* _Your objective_: Copy the listing below line for line, changing nothing.

**** Dataset entries

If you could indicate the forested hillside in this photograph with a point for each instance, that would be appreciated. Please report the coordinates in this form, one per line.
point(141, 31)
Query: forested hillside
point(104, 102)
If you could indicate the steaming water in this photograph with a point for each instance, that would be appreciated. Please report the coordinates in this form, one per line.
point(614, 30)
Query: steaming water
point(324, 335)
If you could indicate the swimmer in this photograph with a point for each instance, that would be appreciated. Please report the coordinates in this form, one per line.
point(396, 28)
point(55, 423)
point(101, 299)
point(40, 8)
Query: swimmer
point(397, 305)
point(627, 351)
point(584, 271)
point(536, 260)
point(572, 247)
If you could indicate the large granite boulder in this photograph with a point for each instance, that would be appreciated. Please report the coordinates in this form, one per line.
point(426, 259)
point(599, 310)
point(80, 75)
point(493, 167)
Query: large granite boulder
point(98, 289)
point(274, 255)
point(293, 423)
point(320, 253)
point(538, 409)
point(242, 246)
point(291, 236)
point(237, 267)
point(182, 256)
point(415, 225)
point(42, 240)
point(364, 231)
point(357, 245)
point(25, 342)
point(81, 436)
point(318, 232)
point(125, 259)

********

* _Solved problem_:
If you could indicate the forested hillside in this photograph with a point for each instance, that would be appreciated. Please report the coordinates in this form, one per line.
point(141, 31)
Query: forested hillside
point(104, 102)
If you could indicate the steaming water in this photograph with a point for each instance, that would be appreciated. Please report the coordinates in this form, one per line.
point(614, 30)
Query: steaming water
point(324, 335)
If you could indicate the swimmer in this photograph with a point for each instance, that would be appreciated. Please report the coordinates in this form, one per line.
point(396, 28)
point(55, 423)
point(101, 299)
point(40, 8)
Query: swimmer
point(397, 305)
point(627, 351)
point(584, 271)
point(536, 260)
point(572, 247)
If you could indicate the large granite boulder in this photograph with a point for each instance, that would be appreciated. Please report the coordinates in this form, one per line.
point(426, 259)
point(599, 310)
point(80, 75)
point(493, 167)
Query: large granite boulder
point(98, 289)
point(274, 255)
point(293, 423)
point(320, 253)
point(538, 409)
point(242, 246)
point(291, 236)
point(237, 267)
point(182, 256)
point(415, 225)
point(42, 240)
point(364, 231)
point(357, 245)
point(25, 342)
point(81, 436)
point(318, 232)
point(125, 259)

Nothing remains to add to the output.